• Records for the task
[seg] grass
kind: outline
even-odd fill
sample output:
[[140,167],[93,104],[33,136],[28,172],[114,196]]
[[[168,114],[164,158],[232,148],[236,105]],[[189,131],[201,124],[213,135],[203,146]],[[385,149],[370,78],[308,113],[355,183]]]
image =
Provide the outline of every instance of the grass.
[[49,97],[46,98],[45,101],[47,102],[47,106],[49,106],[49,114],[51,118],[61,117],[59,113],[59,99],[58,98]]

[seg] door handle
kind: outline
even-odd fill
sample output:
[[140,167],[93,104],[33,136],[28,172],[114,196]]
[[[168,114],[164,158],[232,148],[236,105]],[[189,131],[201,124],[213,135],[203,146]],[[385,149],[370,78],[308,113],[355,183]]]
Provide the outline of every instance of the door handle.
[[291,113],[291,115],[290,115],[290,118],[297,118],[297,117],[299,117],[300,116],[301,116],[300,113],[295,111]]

--

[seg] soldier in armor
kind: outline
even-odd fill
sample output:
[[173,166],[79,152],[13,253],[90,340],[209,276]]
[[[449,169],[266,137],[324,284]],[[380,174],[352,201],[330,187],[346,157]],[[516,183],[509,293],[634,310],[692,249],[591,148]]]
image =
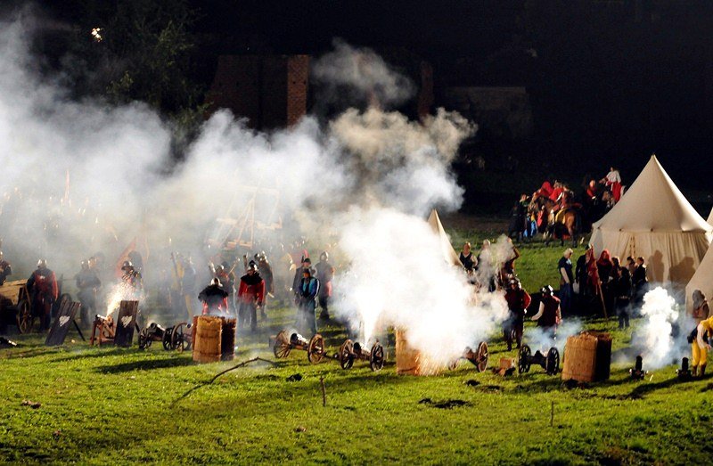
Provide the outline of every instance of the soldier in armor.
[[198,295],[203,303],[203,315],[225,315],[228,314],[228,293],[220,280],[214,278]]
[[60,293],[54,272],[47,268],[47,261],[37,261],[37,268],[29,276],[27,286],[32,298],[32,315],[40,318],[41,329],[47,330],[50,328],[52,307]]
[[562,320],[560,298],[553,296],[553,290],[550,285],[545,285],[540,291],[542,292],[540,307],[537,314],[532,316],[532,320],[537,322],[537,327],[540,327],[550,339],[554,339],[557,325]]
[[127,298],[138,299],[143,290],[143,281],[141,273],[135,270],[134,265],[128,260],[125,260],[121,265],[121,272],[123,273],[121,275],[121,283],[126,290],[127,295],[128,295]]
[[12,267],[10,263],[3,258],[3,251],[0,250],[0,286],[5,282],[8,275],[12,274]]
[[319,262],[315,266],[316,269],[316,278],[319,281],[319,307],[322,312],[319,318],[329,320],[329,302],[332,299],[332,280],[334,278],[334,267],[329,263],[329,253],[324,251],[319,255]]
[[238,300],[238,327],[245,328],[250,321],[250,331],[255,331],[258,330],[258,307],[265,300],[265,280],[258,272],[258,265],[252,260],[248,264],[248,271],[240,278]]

==

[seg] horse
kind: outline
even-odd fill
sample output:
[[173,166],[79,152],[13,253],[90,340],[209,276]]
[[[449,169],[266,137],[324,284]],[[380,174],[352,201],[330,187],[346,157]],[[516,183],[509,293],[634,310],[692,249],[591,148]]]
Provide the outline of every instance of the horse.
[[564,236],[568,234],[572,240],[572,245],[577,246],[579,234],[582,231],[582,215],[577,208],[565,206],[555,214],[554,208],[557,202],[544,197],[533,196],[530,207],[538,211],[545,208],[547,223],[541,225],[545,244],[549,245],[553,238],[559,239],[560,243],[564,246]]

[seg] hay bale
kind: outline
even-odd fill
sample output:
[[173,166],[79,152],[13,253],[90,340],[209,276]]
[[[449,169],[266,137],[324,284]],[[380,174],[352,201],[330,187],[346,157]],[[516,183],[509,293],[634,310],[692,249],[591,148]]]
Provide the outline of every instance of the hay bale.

• Task instructions
Show every line of the data above that contains the word "soldier", copying each one in full.

• The result
[seg] soldier in armor
Provide the outline of every instance of the soldier in armor.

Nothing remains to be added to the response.